TASK GOAL: Each record that follows is to be reproduced verbatim.

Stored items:
◇ ◇ ◇

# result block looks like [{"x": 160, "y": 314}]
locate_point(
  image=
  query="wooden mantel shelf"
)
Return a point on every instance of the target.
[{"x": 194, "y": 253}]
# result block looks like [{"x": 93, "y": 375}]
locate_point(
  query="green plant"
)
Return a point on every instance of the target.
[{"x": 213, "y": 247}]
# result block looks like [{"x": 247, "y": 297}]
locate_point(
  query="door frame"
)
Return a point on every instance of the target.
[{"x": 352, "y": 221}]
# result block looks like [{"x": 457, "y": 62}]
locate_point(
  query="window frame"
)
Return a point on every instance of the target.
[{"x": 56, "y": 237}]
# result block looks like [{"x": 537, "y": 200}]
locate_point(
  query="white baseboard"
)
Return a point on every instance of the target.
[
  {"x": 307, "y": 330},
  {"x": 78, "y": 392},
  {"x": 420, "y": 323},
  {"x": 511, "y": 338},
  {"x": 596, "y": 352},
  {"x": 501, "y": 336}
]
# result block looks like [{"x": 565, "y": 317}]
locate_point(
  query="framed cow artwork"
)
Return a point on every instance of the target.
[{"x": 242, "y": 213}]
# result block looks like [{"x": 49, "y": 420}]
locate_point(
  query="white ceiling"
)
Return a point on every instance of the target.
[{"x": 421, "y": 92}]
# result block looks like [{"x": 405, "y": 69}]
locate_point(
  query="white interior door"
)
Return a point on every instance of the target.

◇ ◇ ◇

WRITTEN ANSWER:
# result block looks like [{"x": 160, "y": 314}]
locate_point(
  image=
  query="wooden mantel shelf"
)
Return a point on every instance of the target.
[{"x": 194, "y": 253}]
# result block looks like [{"x": 93, "y": 375}]
locate_point(
  query="green plant"
)
Return a point on every instance of the target.
[{"x": 213, "y": 247}]
# result block looks like [{"x": 247, "y": 297}]
locate_point(
  query="door frame"
)
Return a point on every instance of the target.
[{"x": 352, "y": 221}]
# result block looks like [{"x": 457, "y": 62}]
locate_point(
  query="window frame"
)
Return a point on every instance of the target.
[{"x": 56, "y": 237}]
# result block looks like [{"x": 537, "y": 200}]
locate_point(
  query="white baseboard"
)
Return a point on every instance of the target.
[
  {"x": 307, "y": 330},
  {"x": 78, "y": 392},
  {"x": 420, "y": 323},
  {"x": 511, "y": 338},
  {"x": 596, "y": 352},
  {"x": 501, "y": 336}
]
# result block looks like [{"x": 565, "y": 317}]
locate_point(
  query="framed cow artwork"
)
Return a point on every instance of the target.
[{"x": 242, "y": 213}]
# result block looks like [{"x": 49, "y": 420}]
locate_point(
  query="white ceiling"
)
Return a point on every instance of the target.
[{"x": 421, "y": 92}]
# result block looks like [{"x": 405, "y": 69}]
locate_point(
  query="white interior door"
)
Return a point on every instance of the target.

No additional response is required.